(Records from an annotation dataset)
>>>>
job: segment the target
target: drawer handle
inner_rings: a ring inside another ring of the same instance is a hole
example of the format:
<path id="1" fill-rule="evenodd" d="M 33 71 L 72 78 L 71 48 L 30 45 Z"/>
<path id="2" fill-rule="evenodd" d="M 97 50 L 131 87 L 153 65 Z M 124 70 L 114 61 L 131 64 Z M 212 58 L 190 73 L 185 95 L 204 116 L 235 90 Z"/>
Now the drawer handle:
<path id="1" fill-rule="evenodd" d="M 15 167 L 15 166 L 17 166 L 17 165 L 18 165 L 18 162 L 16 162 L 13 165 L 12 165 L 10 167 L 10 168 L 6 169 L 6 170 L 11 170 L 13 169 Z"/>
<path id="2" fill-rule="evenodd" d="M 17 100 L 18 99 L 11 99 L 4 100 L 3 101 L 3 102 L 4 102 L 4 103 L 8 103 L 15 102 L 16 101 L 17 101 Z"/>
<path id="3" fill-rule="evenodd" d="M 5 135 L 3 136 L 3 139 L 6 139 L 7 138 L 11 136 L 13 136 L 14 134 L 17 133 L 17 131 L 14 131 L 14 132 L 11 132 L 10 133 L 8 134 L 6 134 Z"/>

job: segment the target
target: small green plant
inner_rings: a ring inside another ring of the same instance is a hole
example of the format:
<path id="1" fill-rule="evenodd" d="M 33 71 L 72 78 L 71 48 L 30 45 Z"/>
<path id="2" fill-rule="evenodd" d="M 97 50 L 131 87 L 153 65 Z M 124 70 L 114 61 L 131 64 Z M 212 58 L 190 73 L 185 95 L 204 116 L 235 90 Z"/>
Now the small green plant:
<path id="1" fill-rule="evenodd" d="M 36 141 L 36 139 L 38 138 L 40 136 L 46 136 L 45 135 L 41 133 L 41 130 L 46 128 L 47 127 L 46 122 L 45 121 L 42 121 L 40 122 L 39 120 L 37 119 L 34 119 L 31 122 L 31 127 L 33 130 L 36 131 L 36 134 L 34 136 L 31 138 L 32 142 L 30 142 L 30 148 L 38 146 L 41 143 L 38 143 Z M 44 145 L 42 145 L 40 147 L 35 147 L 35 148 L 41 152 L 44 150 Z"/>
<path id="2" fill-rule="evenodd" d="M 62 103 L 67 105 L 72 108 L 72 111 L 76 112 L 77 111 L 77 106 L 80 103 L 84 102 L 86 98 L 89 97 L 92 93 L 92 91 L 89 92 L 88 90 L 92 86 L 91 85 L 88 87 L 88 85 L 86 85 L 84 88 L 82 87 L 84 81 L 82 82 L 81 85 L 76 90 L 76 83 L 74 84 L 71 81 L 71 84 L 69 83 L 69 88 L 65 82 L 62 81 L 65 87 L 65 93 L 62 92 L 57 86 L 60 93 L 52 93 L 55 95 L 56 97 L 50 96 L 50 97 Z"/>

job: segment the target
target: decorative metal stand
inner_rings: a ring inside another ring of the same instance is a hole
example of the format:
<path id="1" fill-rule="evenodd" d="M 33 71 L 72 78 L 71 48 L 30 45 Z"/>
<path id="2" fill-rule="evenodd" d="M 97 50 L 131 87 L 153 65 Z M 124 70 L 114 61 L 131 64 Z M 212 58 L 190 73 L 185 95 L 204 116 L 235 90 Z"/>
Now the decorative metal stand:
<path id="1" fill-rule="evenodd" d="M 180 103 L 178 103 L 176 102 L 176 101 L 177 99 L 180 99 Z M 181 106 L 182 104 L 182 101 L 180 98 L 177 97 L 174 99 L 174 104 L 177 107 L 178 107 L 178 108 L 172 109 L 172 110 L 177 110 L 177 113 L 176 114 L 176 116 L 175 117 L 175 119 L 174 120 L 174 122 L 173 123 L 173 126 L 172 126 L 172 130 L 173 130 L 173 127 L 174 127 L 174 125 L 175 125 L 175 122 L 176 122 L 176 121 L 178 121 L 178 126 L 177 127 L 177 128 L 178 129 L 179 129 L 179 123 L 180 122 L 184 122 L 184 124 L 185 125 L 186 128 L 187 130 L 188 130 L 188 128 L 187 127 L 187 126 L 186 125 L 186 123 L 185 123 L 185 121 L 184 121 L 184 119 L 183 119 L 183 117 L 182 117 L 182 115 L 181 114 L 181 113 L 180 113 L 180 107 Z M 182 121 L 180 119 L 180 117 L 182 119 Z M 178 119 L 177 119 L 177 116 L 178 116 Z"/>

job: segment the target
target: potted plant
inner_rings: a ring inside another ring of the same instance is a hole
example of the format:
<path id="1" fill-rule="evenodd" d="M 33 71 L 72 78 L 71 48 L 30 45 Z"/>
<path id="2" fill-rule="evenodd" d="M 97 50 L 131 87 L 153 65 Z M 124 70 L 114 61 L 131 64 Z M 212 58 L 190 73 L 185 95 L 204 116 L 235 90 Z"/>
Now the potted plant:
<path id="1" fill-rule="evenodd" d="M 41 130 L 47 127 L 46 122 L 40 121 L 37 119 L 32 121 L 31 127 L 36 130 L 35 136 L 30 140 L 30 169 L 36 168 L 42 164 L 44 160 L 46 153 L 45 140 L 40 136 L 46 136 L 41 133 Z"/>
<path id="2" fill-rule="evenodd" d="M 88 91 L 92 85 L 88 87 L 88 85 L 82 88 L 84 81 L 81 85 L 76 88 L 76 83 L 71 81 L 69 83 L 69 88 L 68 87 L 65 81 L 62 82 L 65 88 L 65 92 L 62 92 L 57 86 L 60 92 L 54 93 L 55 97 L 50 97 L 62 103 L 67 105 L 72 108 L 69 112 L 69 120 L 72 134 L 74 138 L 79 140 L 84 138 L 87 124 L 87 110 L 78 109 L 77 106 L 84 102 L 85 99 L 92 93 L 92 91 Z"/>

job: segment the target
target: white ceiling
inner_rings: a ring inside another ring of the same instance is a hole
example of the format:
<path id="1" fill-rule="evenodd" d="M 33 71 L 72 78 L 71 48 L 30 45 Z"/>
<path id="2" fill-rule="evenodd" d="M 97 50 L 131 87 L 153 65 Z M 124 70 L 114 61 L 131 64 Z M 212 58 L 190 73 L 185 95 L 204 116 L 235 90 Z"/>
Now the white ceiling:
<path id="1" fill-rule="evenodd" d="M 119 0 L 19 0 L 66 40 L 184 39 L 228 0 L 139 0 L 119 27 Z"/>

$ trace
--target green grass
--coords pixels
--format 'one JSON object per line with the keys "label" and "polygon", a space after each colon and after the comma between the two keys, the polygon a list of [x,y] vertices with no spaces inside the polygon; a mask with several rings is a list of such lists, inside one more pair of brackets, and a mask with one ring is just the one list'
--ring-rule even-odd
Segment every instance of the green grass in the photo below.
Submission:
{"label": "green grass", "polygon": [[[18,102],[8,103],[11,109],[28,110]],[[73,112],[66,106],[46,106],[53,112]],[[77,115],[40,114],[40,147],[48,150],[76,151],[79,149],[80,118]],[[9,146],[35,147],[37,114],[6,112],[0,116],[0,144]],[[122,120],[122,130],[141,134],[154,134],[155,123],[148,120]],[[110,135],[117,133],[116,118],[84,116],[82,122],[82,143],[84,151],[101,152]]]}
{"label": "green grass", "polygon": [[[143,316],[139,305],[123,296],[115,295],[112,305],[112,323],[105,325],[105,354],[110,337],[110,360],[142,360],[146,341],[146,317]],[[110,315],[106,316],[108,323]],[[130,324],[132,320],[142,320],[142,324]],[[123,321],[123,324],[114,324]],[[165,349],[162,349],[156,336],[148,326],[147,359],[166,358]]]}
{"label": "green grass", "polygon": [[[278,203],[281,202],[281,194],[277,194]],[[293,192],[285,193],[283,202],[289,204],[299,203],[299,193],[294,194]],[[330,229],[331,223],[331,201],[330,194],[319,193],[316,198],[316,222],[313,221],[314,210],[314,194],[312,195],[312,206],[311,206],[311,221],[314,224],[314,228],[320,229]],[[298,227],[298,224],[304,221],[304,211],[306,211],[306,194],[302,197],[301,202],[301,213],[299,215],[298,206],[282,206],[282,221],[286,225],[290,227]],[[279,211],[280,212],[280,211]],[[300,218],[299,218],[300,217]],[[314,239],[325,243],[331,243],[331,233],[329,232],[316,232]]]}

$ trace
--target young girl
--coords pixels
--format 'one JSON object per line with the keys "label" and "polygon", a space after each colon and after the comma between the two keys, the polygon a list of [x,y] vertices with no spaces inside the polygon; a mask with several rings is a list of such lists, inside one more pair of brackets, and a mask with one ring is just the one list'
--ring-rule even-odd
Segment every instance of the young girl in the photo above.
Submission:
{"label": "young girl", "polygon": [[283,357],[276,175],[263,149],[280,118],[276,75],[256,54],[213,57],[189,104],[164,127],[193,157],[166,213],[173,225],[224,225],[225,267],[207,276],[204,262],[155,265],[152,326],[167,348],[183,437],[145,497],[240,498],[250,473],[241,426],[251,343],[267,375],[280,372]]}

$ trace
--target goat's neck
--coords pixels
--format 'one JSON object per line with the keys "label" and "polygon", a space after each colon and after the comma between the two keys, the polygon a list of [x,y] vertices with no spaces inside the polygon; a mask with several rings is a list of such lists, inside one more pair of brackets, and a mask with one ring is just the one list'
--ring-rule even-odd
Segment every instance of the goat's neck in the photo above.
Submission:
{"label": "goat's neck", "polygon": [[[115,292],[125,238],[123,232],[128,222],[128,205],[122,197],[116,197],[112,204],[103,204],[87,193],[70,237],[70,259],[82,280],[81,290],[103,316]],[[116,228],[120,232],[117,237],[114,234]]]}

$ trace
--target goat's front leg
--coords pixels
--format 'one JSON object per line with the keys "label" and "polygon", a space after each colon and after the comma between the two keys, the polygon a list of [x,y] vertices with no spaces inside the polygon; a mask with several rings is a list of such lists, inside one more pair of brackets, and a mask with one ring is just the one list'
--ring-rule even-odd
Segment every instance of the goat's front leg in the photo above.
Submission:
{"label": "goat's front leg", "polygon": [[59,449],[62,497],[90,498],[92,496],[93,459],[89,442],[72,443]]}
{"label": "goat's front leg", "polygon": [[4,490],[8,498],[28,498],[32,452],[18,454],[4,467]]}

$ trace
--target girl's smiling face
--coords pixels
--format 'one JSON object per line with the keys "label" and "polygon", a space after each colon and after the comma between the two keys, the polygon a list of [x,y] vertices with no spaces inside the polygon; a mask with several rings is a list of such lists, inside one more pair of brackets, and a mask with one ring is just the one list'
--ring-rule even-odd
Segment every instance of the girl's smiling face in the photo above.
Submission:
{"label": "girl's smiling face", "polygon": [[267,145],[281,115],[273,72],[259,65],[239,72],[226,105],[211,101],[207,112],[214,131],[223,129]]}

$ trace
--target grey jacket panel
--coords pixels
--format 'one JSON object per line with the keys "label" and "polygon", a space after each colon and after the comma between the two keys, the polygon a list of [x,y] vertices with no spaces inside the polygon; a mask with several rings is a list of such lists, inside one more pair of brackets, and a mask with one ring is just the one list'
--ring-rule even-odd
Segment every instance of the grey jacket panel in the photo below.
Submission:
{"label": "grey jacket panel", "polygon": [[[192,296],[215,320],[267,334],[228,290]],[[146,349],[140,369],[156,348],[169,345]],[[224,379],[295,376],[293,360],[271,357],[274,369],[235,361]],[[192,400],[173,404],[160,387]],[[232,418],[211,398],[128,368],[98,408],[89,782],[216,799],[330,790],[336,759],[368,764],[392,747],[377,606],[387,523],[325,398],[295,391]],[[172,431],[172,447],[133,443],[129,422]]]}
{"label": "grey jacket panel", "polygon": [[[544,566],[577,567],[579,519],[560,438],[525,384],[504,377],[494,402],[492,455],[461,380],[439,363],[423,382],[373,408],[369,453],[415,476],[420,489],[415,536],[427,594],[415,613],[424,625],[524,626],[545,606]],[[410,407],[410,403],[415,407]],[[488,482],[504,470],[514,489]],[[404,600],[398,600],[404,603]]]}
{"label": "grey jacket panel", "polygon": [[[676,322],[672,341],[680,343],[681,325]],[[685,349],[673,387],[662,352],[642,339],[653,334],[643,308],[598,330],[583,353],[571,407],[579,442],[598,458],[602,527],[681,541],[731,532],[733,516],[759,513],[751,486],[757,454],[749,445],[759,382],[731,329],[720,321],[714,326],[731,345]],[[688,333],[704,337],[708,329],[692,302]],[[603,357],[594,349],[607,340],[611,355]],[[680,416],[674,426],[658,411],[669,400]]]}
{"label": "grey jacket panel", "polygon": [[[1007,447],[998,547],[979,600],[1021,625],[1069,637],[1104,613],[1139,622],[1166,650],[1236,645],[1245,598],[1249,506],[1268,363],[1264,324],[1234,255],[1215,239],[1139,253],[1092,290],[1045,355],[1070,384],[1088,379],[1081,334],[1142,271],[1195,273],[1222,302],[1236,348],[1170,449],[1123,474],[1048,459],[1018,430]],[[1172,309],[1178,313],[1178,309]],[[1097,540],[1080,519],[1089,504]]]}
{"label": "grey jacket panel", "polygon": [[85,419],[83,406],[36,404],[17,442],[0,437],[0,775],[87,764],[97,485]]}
<<<<
- **OBJECTIVE**:
Arrange the lines above as a numbered list, from the first line of the records up to and including the line with "Now the drawer", omitting any blank lines.

- **REPLY TO THE TASK**:
1. job: segment the target
2. target: drawer handle
3. inner_rings: a ring inside another ring of the same instance is a hole
4. example of the format:
5. <path id="1" fill-rule="evenodd" d="M 33 71 L 72 78 L 71 48 L 30 45 Z"/>
6. <path id="2" fill-rule="evenodd" d="M 97 50 L 131 87 L 153 65 Z M 124 70 L 114 61 L 131 64 Z M 212 58 L 190 73 L 185 95 L 204 116 L 235 90 Z"/>
7. Now the drawer handle:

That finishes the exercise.